**Stored data entries:**
○ ○ ○ ○

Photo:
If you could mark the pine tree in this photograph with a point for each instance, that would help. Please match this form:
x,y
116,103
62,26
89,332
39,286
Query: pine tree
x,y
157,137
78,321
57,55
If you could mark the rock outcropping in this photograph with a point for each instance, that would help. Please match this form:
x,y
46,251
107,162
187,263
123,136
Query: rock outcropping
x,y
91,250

○ ○ ○ ○

In the entries above, copy the lines from the one that contains "If you could mark the pine" through the last line, exactly as they appear.

**Expected answer:**
If you could mark the pine tree in this photograph with a point for each instance, that would help. Please match this form:
x,y
116,103
62,26
89,332
39,286
Query: pine tree
x,y
157,137
78,321
57,55
If you could mark the rock outcropping in this photograph with a point for each instance, that would help. Please match this form:
x,y
46,251
107,162
187,263
123,136
Query: rock outcropping
x,y
91,250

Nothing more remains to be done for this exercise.